## Data supplied
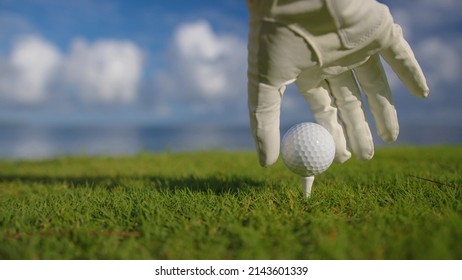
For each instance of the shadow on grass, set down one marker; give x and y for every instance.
(217, 184)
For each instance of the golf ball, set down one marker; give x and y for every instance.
(307, 149)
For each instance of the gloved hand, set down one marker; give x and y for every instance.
(327, 47)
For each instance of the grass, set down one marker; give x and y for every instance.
(404, 204)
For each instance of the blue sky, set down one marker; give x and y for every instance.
(181, 62)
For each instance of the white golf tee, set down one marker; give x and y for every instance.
(307, 183)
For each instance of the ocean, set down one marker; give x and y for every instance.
(33, 142)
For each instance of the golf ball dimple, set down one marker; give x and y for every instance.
(307, 149)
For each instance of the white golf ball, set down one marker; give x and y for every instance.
(307, 149)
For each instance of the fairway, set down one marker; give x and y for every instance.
(406, 203)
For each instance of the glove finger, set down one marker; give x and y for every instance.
(264, 103)
(403, 62)
(373, 81)
(347, 96)
(322, 107)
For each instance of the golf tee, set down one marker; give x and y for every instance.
(307, 183)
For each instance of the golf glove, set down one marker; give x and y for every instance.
(329, 48)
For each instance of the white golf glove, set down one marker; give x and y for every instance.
(327, 47)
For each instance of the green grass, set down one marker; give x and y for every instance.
(406, 203)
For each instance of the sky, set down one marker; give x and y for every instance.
(172, 62)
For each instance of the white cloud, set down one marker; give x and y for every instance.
(107, 71)
(204, 66)
(27, 73)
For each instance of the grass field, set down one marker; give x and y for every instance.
(404, 204)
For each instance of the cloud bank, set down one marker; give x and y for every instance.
(103, 72)
(204, 67)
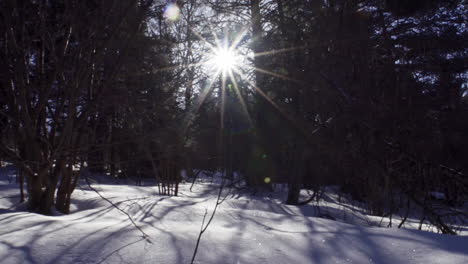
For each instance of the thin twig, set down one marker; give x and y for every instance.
(145, 236)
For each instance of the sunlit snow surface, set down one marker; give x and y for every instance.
(246, 229)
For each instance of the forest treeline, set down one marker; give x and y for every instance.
(368, 95)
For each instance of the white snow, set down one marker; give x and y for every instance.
(245, 229)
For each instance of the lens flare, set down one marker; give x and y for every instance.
(224, 59)
(172, 12)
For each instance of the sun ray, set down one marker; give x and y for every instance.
(274, 74)
(273, 52)
(204, 94)
(239, 96)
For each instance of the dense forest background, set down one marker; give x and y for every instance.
(368, 95)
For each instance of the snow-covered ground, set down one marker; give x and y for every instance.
(245, 229)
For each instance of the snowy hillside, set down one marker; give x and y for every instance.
(245, 229)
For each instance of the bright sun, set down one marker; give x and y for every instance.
(224, 59)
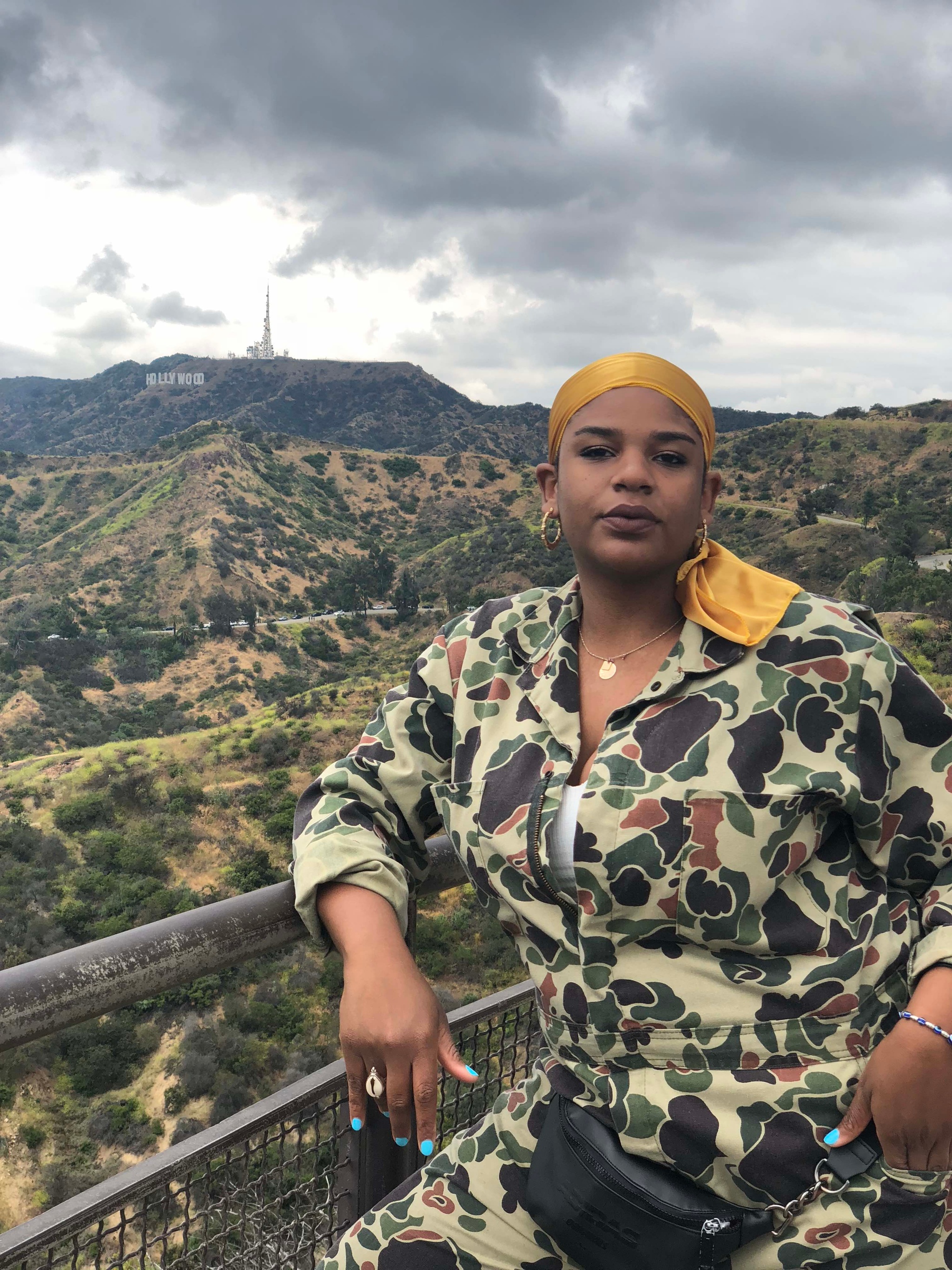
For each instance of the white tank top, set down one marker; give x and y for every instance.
(562, 840)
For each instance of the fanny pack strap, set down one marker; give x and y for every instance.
(843, 1164)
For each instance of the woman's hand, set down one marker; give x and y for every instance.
(390, 1017)
(907, 1086)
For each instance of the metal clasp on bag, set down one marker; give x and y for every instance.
(787, 1212)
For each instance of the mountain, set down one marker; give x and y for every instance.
(377, 406)
(149, 770)
(383, 406)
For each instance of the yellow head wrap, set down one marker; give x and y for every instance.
(714, 588)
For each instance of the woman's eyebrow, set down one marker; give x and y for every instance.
(595, 431)
(674, 436)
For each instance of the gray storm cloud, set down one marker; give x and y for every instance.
(106, 273)
(173, 309)
(619, 172)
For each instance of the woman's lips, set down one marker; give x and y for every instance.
(630, 520)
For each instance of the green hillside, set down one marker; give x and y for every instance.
(377, 406)
(150, 764)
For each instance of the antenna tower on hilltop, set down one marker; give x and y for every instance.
(267, 351)
(264, 350)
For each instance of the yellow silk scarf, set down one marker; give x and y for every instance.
(714, 588)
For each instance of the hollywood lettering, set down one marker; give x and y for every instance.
(174, 378)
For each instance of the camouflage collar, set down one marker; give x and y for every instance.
(544, 620)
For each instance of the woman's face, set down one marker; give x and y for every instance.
(630, 488)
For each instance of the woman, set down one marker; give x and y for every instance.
(714, 813)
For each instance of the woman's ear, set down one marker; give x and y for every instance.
(709, 494)
(548, 479)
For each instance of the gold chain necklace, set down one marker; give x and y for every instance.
(608, 668)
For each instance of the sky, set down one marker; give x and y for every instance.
(498, 192)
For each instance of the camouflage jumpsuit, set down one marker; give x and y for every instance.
(763, 865)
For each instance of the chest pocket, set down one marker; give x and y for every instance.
(496, 861)
(746, 873)
(459, 807)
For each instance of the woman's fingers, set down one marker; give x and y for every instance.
(450, 1058)
(400, 1102)
(426, 1080)
(859, 1116)
(356, 1089)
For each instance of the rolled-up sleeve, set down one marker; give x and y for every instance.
(366, 818)
(904, 812)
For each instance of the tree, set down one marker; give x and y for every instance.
(249, 610)
(867, 508)
(221, 611)
(807, 510)
(407, 597)
(902, 526)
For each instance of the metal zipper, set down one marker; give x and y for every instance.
(536, 860)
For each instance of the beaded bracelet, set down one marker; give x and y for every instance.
(925, 1023)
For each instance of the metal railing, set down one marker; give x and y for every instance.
(39, 998)
(277, 1184)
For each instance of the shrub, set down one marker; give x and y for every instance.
(186, 1128)
(101, 1055)
(281, 826)
(61, 1182)
(176, 1099)
(84, 812)
(122, 1124)
(197, 1074)
(32, 1136)
(251, 871)
(400, 466)
(233, 1097)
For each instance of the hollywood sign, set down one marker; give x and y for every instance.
(174, 378)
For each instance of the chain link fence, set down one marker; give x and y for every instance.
(277, 1184)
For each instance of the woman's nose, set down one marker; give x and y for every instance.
(634, 472)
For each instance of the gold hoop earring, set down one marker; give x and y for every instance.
(544, 531)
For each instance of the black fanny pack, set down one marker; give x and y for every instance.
(610, 1210)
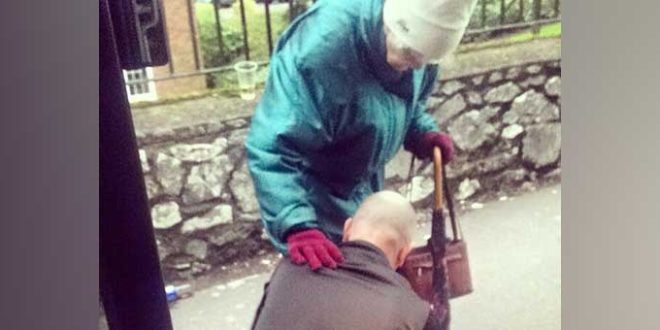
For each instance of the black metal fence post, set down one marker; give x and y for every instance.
(483, 13)
(245, 36)
(536, 28)
(218, 27)
(502, 11)
(268, 27)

## What you have to do
Convert the lines of the listing between the line containing "For each instance of the woman's hand, set" and the line containing "(787, 1212)", inclusive, into a Markdown table with the columns Number and Text. Give each line its own row with a running number, and omit blank lines.

## Problem solution
| Number | Text |
|---|---|
| 1 | For each instance of the woman's hand, set down one marker; give x and y for every instance. |
| 2 | (390, 1017) |
| 3 | (907, 1086) |
| 4 | For each instance of the metal clasp on bag, set down one marker; give x and y for every instance. |
| 5 | (787, 1212) |